*** Stored data ***

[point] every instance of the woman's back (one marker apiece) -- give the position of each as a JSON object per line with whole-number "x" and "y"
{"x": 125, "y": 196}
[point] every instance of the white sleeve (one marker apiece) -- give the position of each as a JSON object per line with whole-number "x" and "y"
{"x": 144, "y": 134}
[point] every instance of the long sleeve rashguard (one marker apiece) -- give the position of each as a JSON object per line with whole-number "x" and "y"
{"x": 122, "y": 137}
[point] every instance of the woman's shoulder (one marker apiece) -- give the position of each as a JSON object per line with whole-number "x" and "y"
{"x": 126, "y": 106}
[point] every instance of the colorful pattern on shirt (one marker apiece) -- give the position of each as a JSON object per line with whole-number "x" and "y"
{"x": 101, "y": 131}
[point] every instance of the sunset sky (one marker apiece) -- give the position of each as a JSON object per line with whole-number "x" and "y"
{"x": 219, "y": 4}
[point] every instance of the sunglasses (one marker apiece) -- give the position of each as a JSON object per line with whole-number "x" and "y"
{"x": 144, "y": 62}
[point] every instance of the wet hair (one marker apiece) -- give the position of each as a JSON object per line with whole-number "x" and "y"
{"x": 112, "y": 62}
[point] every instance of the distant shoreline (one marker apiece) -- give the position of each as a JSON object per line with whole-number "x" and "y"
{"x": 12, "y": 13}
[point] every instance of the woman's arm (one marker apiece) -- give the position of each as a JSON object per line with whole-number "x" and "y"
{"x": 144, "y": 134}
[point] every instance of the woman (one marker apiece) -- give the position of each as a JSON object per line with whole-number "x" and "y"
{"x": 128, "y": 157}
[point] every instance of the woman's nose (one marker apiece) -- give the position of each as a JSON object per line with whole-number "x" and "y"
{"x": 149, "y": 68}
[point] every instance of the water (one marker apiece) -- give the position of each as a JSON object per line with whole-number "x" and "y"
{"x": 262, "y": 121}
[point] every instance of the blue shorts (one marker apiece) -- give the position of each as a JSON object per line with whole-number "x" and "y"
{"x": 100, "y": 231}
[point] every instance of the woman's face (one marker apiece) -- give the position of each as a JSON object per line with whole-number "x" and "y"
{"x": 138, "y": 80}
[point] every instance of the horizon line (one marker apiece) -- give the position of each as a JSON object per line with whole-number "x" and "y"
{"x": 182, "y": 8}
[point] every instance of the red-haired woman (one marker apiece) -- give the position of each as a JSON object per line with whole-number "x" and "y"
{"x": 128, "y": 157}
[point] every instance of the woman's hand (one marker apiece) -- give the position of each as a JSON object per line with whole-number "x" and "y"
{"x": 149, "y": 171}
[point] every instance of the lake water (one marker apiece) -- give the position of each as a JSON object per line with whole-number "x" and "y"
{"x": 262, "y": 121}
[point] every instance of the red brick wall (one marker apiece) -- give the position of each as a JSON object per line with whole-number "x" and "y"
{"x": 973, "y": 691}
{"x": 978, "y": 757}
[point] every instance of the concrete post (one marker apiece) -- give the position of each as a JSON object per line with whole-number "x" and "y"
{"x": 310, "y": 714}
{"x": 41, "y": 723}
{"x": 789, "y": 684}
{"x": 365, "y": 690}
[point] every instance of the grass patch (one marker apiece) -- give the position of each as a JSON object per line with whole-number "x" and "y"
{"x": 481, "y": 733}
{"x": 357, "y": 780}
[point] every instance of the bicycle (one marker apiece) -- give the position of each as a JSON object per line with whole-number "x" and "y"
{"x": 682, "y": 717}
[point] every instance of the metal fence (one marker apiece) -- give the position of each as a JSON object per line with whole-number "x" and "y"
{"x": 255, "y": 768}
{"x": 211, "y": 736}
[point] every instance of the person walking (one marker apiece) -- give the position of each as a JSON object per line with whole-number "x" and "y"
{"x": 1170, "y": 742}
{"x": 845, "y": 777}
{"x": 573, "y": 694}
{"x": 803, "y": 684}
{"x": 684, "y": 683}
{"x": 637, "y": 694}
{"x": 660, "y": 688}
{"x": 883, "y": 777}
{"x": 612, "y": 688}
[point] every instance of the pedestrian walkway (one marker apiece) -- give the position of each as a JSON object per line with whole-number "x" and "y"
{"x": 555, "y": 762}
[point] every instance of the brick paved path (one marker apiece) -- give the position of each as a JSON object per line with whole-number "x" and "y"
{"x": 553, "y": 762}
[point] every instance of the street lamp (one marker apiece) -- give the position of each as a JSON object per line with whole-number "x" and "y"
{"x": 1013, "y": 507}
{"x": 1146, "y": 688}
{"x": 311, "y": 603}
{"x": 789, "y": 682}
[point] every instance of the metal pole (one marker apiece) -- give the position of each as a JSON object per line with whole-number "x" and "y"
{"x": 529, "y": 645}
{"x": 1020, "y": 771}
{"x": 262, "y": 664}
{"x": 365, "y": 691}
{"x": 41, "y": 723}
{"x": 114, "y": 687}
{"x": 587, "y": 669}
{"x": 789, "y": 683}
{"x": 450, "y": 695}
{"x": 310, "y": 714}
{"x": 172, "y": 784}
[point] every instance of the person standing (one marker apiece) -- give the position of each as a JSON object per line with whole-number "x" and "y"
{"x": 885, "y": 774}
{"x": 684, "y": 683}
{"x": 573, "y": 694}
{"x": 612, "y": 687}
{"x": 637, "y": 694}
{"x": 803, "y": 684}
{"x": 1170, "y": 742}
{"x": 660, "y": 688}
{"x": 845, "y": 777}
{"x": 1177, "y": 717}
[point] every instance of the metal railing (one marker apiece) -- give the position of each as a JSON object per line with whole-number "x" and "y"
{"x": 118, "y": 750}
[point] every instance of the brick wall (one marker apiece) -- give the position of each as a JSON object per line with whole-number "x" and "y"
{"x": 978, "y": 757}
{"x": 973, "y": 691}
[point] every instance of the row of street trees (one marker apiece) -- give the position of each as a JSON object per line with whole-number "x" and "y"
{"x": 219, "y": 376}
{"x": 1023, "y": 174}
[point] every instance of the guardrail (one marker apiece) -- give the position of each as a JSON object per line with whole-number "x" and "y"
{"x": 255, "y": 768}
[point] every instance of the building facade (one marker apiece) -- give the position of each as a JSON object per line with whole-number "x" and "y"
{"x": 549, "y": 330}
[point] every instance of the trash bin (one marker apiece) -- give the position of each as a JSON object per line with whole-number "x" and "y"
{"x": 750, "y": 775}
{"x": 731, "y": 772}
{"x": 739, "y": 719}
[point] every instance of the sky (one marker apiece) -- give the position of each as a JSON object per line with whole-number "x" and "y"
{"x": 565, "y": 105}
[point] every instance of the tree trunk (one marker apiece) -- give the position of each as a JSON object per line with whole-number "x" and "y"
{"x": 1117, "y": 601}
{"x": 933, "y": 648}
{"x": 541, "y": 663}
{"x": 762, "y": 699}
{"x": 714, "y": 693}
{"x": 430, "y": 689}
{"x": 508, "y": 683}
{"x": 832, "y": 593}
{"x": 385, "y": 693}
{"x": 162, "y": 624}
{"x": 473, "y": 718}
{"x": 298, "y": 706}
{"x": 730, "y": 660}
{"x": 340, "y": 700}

***
*** Stored data ***

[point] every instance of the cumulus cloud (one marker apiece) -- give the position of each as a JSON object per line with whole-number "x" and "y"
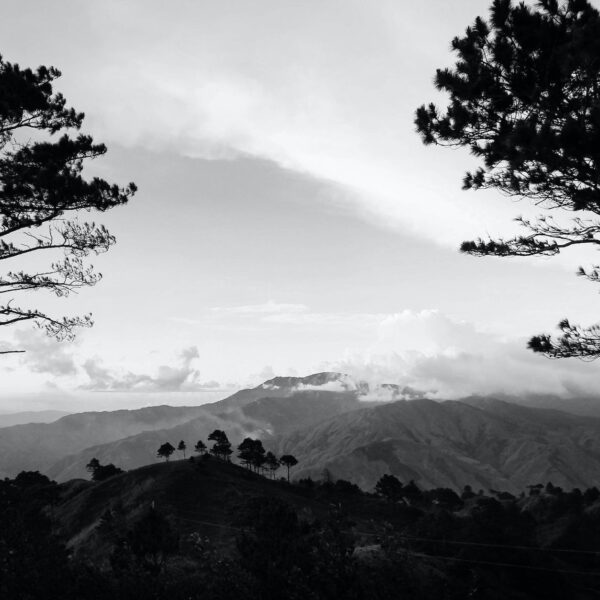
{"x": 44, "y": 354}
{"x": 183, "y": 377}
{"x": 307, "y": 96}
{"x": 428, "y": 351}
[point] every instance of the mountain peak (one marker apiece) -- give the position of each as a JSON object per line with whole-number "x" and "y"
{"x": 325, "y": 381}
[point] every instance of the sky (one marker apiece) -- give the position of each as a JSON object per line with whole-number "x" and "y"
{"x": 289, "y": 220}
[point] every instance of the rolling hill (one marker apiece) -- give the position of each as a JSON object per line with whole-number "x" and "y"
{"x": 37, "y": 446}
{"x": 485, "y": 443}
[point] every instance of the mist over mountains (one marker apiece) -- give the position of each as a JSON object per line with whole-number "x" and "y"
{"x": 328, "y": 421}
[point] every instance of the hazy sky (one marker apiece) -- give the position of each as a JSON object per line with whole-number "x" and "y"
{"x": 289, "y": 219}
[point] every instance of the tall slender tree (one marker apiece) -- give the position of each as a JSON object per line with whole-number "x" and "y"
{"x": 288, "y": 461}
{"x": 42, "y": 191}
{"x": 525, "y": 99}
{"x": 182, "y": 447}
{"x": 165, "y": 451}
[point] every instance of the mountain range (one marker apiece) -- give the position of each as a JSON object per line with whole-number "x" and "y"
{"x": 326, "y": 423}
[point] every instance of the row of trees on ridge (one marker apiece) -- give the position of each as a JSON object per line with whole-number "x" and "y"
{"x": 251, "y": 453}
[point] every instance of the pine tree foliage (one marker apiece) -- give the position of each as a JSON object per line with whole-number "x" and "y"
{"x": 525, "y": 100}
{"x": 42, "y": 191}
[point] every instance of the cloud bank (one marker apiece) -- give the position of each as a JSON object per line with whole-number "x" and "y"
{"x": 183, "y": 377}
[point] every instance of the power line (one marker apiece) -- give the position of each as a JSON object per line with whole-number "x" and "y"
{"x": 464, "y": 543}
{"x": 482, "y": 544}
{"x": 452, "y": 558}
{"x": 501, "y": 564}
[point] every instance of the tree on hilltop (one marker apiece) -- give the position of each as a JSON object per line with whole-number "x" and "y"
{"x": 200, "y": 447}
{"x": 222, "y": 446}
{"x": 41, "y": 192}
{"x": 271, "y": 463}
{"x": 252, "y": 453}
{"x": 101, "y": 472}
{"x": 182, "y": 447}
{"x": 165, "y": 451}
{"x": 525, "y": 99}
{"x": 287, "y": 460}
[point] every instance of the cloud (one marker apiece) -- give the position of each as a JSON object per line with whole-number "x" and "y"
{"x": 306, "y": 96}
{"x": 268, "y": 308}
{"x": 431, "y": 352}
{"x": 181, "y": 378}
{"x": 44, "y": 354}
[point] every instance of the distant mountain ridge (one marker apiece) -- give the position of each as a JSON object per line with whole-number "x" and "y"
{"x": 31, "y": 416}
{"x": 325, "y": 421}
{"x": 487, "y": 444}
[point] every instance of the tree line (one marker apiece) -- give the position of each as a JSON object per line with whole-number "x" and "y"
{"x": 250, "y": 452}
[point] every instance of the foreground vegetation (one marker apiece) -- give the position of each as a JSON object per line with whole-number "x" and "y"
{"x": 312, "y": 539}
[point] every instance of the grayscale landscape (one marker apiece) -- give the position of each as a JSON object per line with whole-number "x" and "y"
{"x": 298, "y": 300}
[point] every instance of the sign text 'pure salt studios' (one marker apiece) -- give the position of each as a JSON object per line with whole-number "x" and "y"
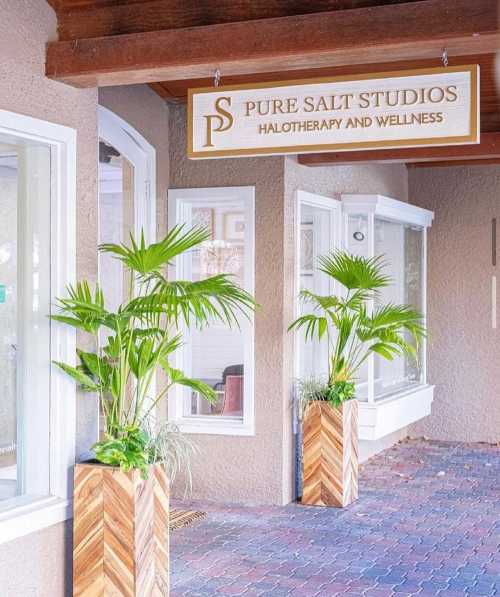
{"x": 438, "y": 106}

***

Gather every line of the records above that contains the word "distant", and copy each one. Case counts.

[point] every instance of the distant shoreline (one marker apiece) -- give the position of each as a JSON object per line with whole-number "x" and "y"
[point] every instance of the distant mountain ridge (one marker apiece) -- give the position of each as a JSON object per line with whole-number "x" and "y"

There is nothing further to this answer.